__ACTIVITY__: Look through the records and copy each line that has "aircraft" in it.

== Segment start ==

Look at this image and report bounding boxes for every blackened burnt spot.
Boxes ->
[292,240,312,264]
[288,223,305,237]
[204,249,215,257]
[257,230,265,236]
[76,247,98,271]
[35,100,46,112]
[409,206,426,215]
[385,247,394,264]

== Segment end ==
== Segment start ==

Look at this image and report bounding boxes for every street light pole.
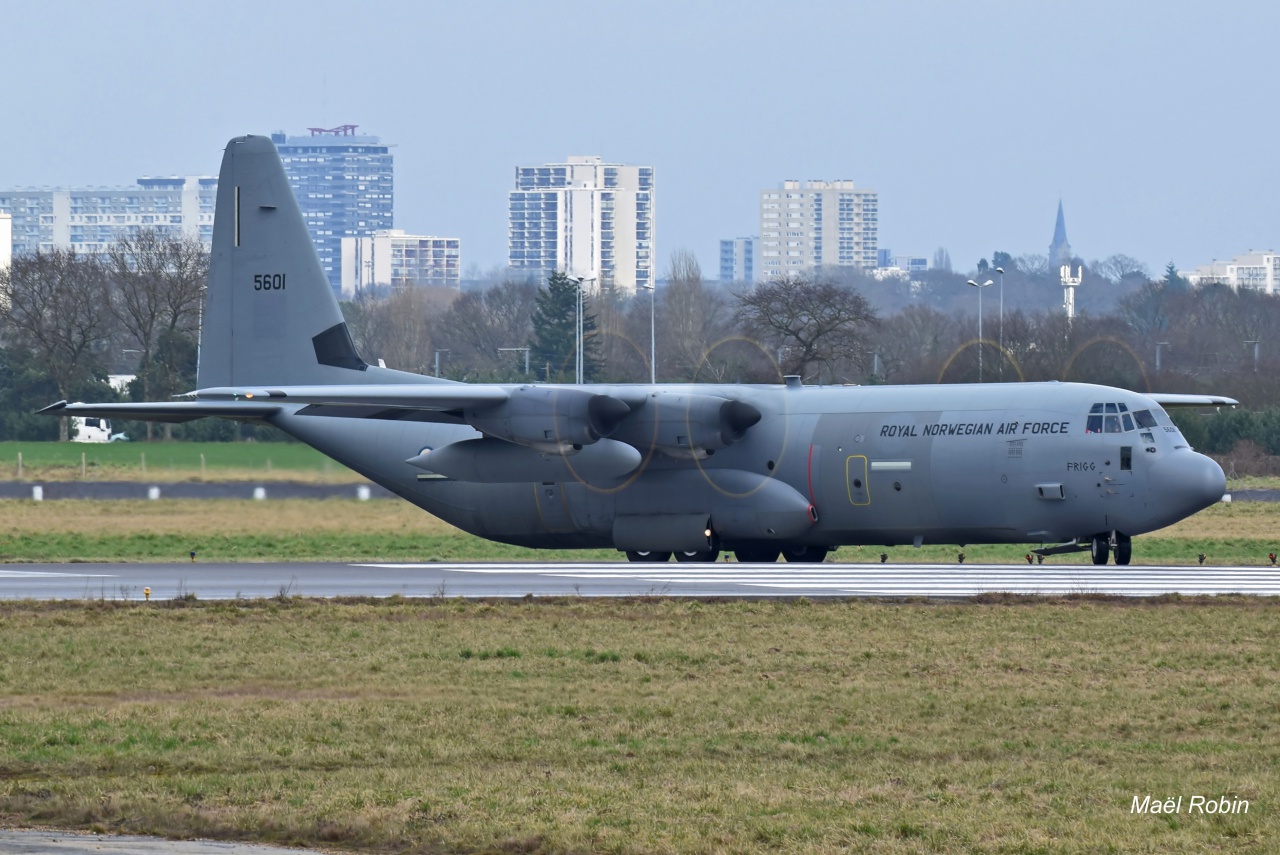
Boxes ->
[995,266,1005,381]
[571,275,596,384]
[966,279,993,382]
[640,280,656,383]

== Segment end ==
== Segment start ==

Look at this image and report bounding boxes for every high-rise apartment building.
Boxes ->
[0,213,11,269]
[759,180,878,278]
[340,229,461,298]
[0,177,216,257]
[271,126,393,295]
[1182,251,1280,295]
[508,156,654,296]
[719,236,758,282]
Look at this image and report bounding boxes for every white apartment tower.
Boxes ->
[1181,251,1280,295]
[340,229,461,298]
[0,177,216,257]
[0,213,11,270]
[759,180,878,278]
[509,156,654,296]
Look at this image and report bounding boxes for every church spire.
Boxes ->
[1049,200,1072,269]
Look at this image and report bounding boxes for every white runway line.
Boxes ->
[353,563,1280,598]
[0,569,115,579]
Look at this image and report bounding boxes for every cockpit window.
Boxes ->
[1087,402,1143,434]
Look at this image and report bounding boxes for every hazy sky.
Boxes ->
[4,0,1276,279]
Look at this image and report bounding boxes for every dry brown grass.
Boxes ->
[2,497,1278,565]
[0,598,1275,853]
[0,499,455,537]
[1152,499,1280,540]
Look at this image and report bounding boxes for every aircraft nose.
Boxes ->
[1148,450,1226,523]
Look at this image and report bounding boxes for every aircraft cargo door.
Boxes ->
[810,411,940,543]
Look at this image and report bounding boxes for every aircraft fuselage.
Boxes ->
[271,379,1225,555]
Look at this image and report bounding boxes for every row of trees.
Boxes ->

== Segment end ==

__RESPONSE TO THIS TASK__:
Look at this image and report bounding boxes for every aircraft nose.
Look at this image and report bounding boxes for every aircraft cargo door.
Look at this image and report bounding boxes for every aircraft fuselage.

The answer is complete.